> **What the task asks**: Please write every entry out again, exactly as it reads below.

[Data records]
----
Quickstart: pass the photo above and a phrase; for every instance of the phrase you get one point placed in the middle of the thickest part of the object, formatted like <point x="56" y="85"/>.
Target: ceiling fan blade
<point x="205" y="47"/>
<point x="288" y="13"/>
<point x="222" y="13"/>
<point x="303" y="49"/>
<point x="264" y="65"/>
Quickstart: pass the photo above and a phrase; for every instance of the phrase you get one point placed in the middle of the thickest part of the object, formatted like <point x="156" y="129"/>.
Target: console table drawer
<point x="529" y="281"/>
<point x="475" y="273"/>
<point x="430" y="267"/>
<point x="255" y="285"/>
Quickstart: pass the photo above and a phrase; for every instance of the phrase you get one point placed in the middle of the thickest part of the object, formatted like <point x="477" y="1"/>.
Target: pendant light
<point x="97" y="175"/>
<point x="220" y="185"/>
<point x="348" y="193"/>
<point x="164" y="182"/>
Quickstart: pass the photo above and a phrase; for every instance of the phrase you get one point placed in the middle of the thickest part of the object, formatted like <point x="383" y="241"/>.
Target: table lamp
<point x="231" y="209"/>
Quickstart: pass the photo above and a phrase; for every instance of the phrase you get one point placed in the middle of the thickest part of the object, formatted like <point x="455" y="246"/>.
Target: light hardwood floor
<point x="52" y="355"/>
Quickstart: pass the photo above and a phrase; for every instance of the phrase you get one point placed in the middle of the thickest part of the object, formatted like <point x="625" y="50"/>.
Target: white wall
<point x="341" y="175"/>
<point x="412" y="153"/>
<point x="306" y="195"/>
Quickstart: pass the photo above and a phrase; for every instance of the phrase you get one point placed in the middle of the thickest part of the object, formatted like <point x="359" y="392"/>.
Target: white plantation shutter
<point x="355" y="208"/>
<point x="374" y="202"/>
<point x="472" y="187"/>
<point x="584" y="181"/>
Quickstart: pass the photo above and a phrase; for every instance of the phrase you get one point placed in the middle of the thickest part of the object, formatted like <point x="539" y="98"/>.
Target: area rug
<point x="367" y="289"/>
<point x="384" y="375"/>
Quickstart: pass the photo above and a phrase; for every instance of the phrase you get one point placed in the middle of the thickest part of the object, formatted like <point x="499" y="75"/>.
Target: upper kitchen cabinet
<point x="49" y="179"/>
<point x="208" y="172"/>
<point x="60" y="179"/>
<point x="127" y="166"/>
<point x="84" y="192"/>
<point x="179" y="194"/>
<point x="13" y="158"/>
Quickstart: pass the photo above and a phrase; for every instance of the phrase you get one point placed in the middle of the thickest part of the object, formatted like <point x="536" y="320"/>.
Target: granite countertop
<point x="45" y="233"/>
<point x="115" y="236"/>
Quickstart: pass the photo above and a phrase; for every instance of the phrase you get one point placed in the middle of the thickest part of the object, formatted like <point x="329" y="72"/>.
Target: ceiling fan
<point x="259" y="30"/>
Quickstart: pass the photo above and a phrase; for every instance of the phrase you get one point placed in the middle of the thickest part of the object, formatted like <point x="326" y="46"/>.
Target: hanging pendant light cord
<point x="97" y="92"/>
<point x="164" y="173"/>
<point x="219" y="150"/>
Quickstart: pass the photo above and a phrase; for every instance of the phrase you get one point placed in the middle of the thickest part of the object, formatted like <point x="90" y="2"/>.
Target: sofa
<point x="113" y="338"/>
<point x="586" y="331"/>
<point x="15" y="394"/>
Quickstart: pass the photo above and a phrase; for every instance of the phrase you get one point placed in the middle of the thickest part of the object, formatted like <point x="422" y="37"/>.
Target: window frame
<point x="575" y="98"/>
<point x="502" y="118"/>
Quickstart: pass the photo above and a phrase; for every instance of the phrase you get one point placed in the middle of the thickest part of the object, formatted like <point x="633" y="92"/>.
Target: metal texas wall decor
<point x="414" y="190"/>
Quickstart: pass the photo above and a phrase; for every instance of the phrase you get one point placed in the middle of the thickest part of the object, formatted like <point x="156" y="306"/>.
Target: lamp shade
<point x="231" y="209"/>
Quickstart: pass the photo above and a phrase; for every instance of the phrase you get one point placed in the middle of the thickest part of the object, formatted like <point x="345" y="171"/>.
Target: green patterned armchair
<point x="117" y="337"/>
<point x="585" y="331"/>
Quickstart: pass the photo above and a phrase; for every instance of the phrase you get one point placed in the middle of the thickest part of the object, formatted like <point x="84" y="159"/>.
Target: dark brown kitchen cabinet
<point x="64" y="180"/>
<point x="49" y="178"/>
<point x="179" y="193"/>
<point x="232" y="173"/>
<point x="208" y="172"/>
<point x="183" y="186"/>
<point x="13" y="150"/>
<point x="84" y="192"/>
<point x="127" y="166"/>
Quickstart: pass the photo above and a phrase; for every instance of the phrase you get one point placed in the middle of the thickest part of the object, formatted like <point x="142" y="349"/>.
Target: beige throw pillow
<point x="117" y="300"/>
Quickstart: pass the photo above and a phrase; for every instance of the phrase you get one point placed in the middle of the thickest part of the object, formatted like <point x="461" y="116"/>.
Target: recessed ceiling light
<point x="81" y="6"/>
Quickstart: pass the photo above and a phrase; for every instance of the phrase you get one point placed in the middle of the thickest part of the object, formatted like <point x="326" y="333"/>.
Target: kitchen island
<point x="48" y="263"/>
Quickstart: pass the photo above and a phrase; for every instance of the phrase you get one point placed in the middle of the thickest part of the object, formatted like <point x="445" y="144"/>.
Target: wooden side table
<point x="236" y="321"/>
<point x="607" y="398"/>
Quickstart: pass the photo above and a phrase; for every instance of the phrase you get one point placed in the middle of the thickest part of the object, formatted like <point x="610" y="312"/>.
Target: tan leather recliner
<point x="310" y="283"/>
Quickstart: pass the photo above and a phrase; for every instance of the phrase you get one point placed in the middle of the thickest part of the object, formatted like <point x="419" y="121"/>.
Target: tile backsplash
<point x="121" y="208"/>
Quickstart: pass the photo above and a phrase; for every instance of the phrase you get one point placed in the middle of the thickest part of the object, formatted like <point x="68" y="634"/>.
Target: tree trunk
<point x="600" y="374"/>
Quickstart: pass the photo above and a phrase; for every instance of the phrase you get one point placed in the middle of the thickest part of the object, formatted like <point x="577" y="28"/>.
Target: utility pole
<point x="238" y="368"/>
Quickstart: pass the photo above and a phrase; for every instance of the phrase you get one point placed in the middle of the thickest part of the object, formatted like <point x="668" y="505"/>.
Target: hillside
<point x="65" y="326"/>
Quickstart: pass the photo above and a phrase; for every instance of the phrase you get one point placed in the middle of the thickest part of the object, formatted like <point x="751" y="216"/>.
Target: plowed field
----
> **Solution for this problem**:
Quickstart: pass the photo above and a phrase; for every instance of the phrase you get one point placed in the middle of the thickest part of the object, formatted like <point x="56" y="85"/>.
Target: ceiling fan blade
<point x="205" y="47"/>
<point x="288" y="13"/>
<point x="222" y="13"/>
<point x="303" y="49"/>
<point x="264" y="65"/>
Quickstart: pass the photo above and a phrase; for every instance of the phrase you get one point placed in the middle of the thickest part of the object, formatted like <point x="156" y="129"/>.
Target: console table drawer
<point x="529" y="281"/>
<point x="475" y="273"/>
<point x="430" y="267"/>
<point x="255" y="285"/>
Quickstart: pass the photo above and a phrase; for every instance of the phrase you get one point placed in the middle of the thickest part of the object, formatted like <point x="477" y="1"/>.
Target: pendant light
<point x="97" y="175"/>
<point x="220" y="185"/>
<point x="348" y="193"/>
<point x="164" y="182"/>
Quickstart: pass the photo above and a phrase; for every instance of the phrase you get one point placed in the middle of the thickest part of the object, formatted like <point x="383" y="241"/>.
Target: table lamp
<point x="231" y="209"/>
Quickstart: pass the photo above and a phrase; for every instance of the phrase you get one point placed in the middle of the thickest part of the object, formatted like <point x="455" y="246"/>.
Target: light hardwood floor
<point x="52" y="355"/>
Quickstart: pass the photo above and a phrase; for every instance of the phrase you get one point placed in the middle of the thickest part of the object, formatted like <point x="625" y="50"/>.
Target: white wall
<point x="341" y="175"/>
<point x="412" y="153"/>
<point x="306" y="195"/>
Quickstart: pass the photo above and a phrase; for every instance of the phrase you get one point placed in the middle of the thickest part of the object, formatted like <point x="359" y="392"/>.
Target: white plantation shutter
<point x="355" y="208"/>
<point x="374" y="202"/>
<point x="472" y="187"/>
<point x="584" y="181"/>
Quickstart: pass the photo above and a phrase; for every instance of the phrase you get one point placed in the middle of the thickest part of the object, formatted like <point x="539" y="98"/>.
Target: area rug
<point x="367" y="289"/>
<point x="384" y="375"/>
Quickstart: pass the photo above and a phrase; for every instance of the phrase you get one point placed in the middle of the thickest part of the object, formatted like <point x="499" y="75"/>.
Target: upper kitchen cabinet
<point x="49" y="179"/>
<point x="208" y="172"/>
<point x="60" y="179"/>
<point x="127" y="166"/>
<point x="84" y="192"/>
<point x="179" y="194"/>
<point x="13" y="158"/>
Quickstart: pass the photo above and a phrase; for every instance of the phrase you get one point placed in the middle of the thickest part of the object, formatted like <point x="536" y="320"/>.
Target: granite countertop
<point x="45" y="233"/>
<point x="115" y="236"/>
Quickstart: pass the photo above and a phrase; for every instance of the phrase you get one point placed in the middle of the thickest part of the object, formatted like <point x="329" y="72"/>.
Target: ceiling fan
<point x="259" y="30"/>
Quickstart: pass the photo above and a phrase; for every instance of the phrase you get one point placed in the middle of the thickest part of the object, formatted like <point x="326" y="46"/>.
Target: hanging pendant light cord
<point x="97" y="92"/>
<point x="164" y="173"/>
<point x="219" y="150"/>
Quickstart: pass the photo above and a phrase; for every instance of the phrase you get one point placed in the middle of the thickest part of the object, formatted like <point x="90" y="2"/>.
Target: sofa
<point x="113" y="338"/>
<point x="586" y="331"/>
<point x="15" y="394"/>
Quickstart: pass the photo above and a phrase; for every instance of the phrase you get one point placed in the middle of the thickest part of the object, formatted like <point x="422" y="37"/>.
Target: window frame
<point x="575" y="98"/>
<point x="502" y="118"/>
Quickstart: pass the photo above and a phrase; for every instance of the phrase you get one point placed in the middle of the thickest part of the object, formatted like <point x="633" y="92"/>.
Target: metal texas wall decor
<point x="414" y="190"/>
Quickstart: pass the photo above and a phrase; for every instance of the phrase you get one point placed in the middle of the thickest part of the object, formatted like <point x="156" y="306"/>.
Target: lamp shade
<point x="231" y="209"/>
Quickstart: pass the photo above and a phrase; for every instance of the phrase you get one point placed in the middle of the thickest part of the object, formatted like <point x="345" y="171"/>.
Target: green patterned armchair
<point x="117" y="337"/>
<point x="585" y="331"/>
Quickstart: pass the photo above and a phrase; for every instance of the phrase you get one point placed in the middle of the thickest part of the object, formatted like <point x="84" y="159"/>.
Target: dark brown kitchen cabinet
<point x="64" y="180"/>
<point x="49" y="178"/>
<point x="179" y="193"/>
<point x="232" y="173"/>
<point x="208" y="172"/>
<point x="183" y="186"/>
<point x="13" y="150"/>
<point x="84" y="192"/>
<point x="127" y="166"/>
Quickstart: pass the photo above and a phrase; for every instance of the phrase you get one point placed in the middle of the thickest part of the object, formatted like <point x="142" y="349"/>.
Target: beige throw pillow
<point x="117" y="300"/>
Quickstart: pass the photo above and a phrase; for every instance of the phrase you get one point placed in the middle of the thickest part of the object, formatted like <point x="461" y="116"/>.
Target: recessed ceiling light
<point x="81" y="6"/>
Quickstart: pass the photo above and a phrase; for every instance of the phrase you get one point placed in the middle of the thickest part of the object, formatted like <point x="326" y="333"/>.
Target: kitchen island
<point x="48" y="263"/>
Quickstart: pass the photo above and a phrase; for every instance of the phrase you get one point placed in the middle of the thickest part of the object, formatted like <point x="445" y="144"/>.
Target: wooden side table
<point x="236" y="321"/>
<point x="607" y="398"/>
Quickstart: pass the photo above and a phrase; for every instance of the phrase you get one point placed in the middle of the thickest part of the object, formatted like <point x="610" y="312"/>.
Target: tan leather recliner
<point x="310" y="283"/>
Quickstart: pass the photo above and a phrase; for every instance of the phrase you get one point placed in the middle of the thickest part of the object, formatted like <point x="419" y="121"/>.
Target: tile backsplash
<point x="121" y="208"/>
Quickstart: pass the photo above and a phrase; for every instance of the phrase you get one point placed in the middle of the thickest part of the object, formatted like <point x="68" y="634"/>.
Target: tree trunk
<point x="600" y="374"/>
Quickstart: pass the photo above and a phrase; for every instance of the phrase you get one point placed in the middle of the thickest part of the object, formatted like <point x="577" y="28"/>.
Target: utility pole
<point x="238" y="368"/>
Quickstart: pass the photo above and a phrase; for every instance of the phrase you get one point placed in the middle of the thickest part of the object, formatted like <point x="668" y="505"/>.
Target: hillside
<point x="65" y="326"/>
Quickstart: pass the photo above and a phrase; for every instance of the phrase you get one point placed in the middle of the thickest part of the object, formatted like <point x="751" y="216"/>.
Target: plowed field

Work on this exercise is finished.